__WHAT THIS TASK INVOLVES__
According to the passage on residents performing refractive surgery, what share of young ophthalmologists in the ASCRS survey felt their laser vision correction experience during residency had been inadequate?

(SELECTED PASSAGE)

Figure 1. Second-year resident Kevin Lowder, MD, plans a wavefront-guided ablation (A) and performs an LVC procedure (B).
Figures 1 and 2 courtesy of Richard A. Eiferman, MD

 

Refractive surgery is no different from other surgical procedures we routinely teach residents. Surgeons in training learn to perform phacoemulsification and IOL implantation (by far the largest component of their training), muscle surgery, glaucoma surgery, corneal surgery, and retina surgery. Patients at teaching centers accept that the benefits of being treated at a teaching center—access to world-renowned experts, cutting-edge research and clinical trials, and relatively high rates of charity care—also mean that all or part of their surgery may be performed by a resident under the supervision of an experienced surgeon. In many cases, including refractive surgery, that means patients get free or less expensive care that they might otherwise be unable to afford.

RESIDENTS WANT EXPOSURE

In a survey conducted by the ASCRS, more than 60% of young ophthalmologist respondents reported that they felt their laser vision correction (LVC) experience during residency had been inadequate.1 The authors of the study concluded that young ophthalmologists lack experience in refractive surgery and new IOL technologies, not only in residency but even during their first 5 years in practice.

In my opinion, ophthalmologists do not need a full year of specialty fellowship training to become proficient in corneal refractive surgery, they simply need access to the technology and good to mentors. Nehls et al found that patients whose laser refractive surgery was performed by residents and fellows had high levels of satisfaction, improvement in refractive error, and improvement in quality of life 1 year after surgery.2 Published studies have also validated the safety and efficacy of refractive surgery performed by surgeons in training.3,4 In one of these studies, researchers at Walter Reed Army Medical Center found no statistically significant differences in outcomes between procedures performed by residents and those performed by staff surgeons.3

In an unpublished analysis of results obtained by our residents at the University of Louisville, the postoperative outcomes were excellent (Figure 2). At patients’ last follow-up appointments, 97% of PRK eyes and 85% of LASIK eyes were 20/20 or better and 55% and 32%, respectively, were 20/15 or better.

(End SELECTED PASSAGE)
(DATA EXCERPTS)

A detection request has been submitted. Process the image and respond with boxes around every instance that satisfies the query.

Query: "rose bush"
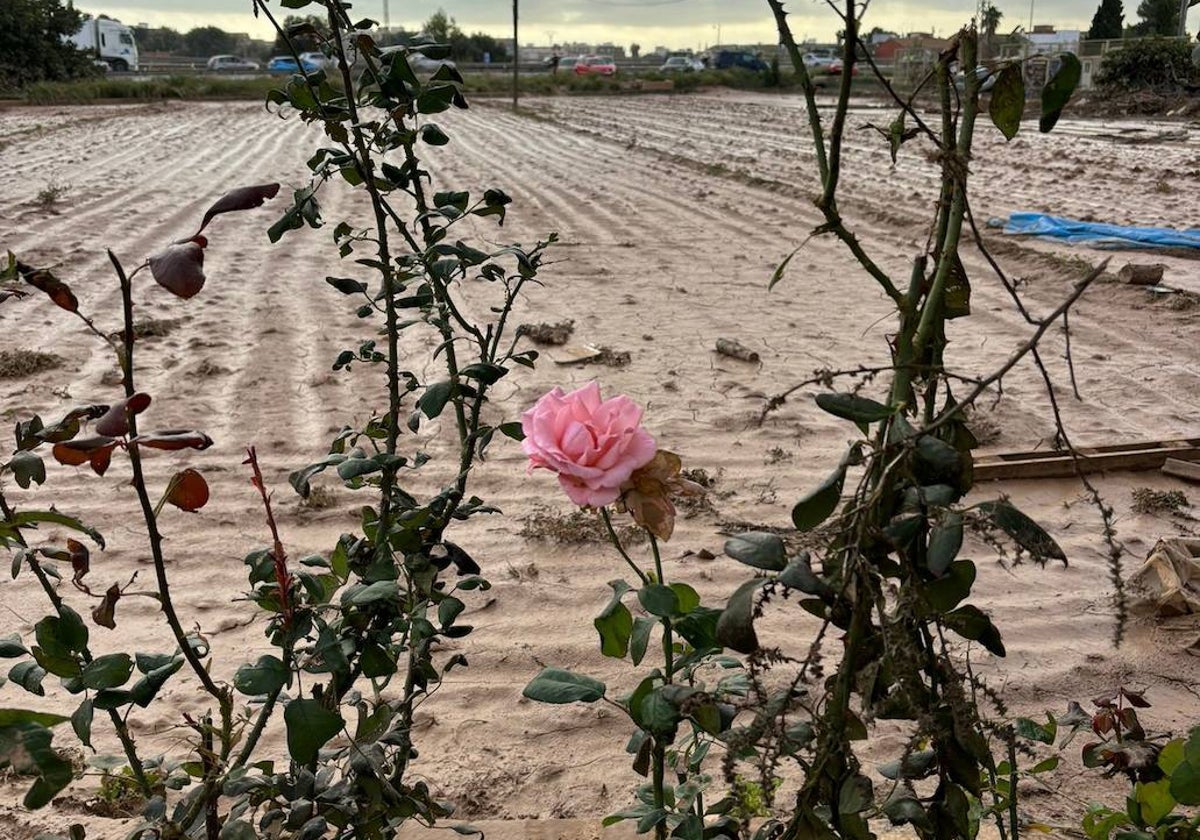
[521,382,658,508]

(End DATA EXCERPTS)
(DATA EXCERPTS)

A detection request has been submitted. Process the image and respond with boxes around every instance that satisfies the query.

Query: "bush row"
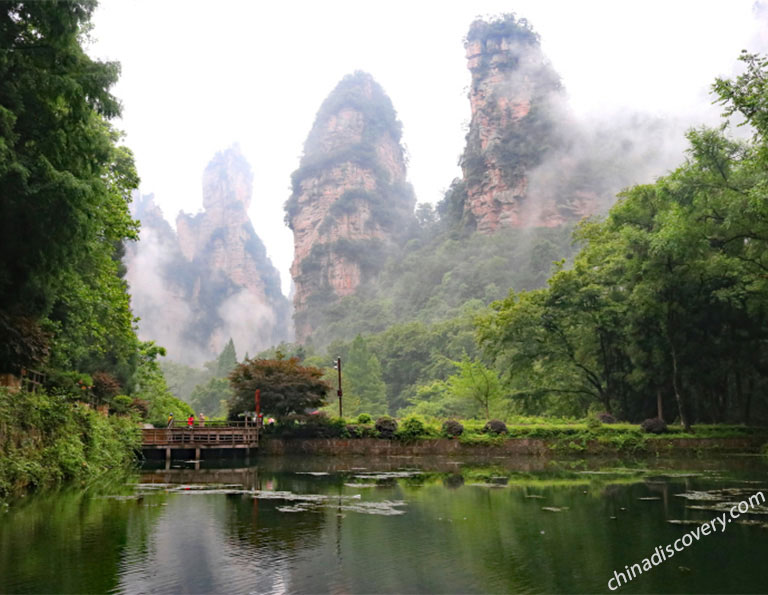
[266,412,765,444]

(End DATA EXCERPTS)

__SOLUTION FOR THIS EXERCISE__
More than 60%